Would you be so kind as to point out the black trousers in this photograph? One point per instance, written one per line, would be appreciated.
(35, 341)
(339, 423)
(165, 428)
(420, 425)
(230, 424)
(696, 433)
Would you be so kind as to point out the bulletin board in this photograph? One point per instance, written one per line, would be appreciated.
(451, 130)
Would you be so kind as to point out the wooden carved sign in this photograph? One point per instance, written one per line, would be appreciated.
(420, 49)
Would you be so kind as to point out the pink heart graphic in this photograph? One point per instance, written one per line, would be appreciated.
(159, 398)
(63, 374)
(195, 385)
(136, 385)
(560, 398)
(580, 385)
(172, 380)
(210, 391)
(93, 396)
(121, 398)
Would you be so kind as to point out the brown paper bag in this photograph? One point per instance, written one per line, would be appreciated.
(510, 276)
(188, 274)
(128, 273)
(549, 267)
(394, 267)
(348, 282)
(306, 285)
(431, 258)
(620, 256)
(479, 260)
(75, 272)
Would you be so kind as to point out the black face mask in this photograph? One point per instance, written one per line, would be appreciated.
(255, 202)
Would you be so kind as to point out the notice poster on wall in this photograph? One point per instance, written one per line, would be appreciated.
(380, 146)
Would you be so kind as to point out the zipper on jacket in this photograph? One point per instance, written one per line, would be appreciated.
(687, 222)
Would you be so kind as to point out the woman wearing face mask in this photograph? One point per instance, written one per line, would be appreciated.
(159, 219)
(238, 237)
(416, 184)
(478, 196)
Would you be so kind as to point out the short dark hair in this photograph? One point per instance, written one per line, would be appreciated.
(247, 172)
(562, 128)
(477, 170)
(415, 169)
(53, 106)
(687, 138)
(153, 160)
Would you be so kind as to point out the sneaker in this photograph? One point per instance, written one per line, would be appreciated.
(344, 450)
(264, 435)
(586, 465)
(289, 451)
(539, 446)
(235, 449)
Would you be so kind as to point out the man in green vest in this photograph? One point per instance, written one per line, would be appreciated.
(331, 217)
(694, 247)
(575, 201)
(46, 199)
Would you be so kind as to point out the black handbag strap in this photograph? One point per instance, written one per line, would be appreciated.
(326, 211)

------------------------------------------------

§ **Task brief**:
Can you recast all of the data above as a numbered list, with any blank lines left out?

§ **Expected answer**:
1. Would you be so kind as to point out the black trousers in this photograph? One point per instance, written one per line, would be appreciated.
2. (35, 341)
3. (339, 423)
4. (165, 428)
5. (420, 425)
6. (230, 424)
7. (696, 433)
8. Would you be so kind as to point out the bulletin board in this photograph? One point per instance, written one per line, would be appreciated.
9. (451, 130)
10. Would you be so kind as to point out the wooden carved sign in this photograph? One point per instance, written one per line, would be appreciated.
11. (420, 49)
12. Would you be so kind as to point out the pink heart graphic in this photograph? One point per instance, written one per line, would be appreciated.
13. (159, 398)
14. (63, 374)
15. (195, 385)
16. (136, 385)
17. (560, 398)
18. (580, 385)
19. (172, 380)
20. (210, 391)
21. (93, 396)
22. (121, 398)
23. Would you be so kind as to point out the brown paper bag in this photograph? One point per instance, written one per line, would be appreciated.
24. (510, 276)
25. (188, 274)
26. (128, 273)
27. (549, 267)
28. (394, 267)
29. (348, 282)
30. (306, 285)
31. (431, 258)
32. (620, 256)
33. (479, 260)
34. (75, 272)
35. Would you be so kind as to point out the black face mask in this photograph? One point per instance, written one per line, would be appreciated.
36. (255, 202)
37. Would you be so kind as to point out the notice poster on wall in this photograph? One point per instance, written one per line, would be appreciated.
38. (380, 146)
39. Would you be so kind as to point out the zipper on jacket in this photograph? One point per instance, written one per line, would be appreciated.
40. (687, 222)
41. Would you be so kind as to point out the woman wearing face mask in this photograph? One point per instance, written one per line, would be appreciated.
42. (159, 219)
43. (238, 237)
44. (416, 184)
45. (478, 196)
46. Would you be so kind as to point out the short dark hair in this photograph? One point per instance, written one per line, would be appreciated.
47. (247, 172)
48. (562, 128)
49. (477, 170)
50. (415, 169)
51. (53, 106)
52. (687, 138)
53. (153, 160)
54. Would you be so kind as to point out the sneaker in this photograph? One point per instance, written one per line, would be appreciated.
55. (344, 450)
56. (264, 435)
57. (586, 465)
58. (289, 451)
59. (539, 446)
60. (235, 449)
61. Would you be so kind as to point out the man in green vest in this photograph? One point per instance, written one per line, would be appreciated.
62. (331, 217)
63. (694, 247)
64. (575, 201)
65. (46, 199)
66. Would you be so kind as to point out the black handbag strap in this photograph? One point per instance, written one per line, would be appreciated.
67. (326, 211)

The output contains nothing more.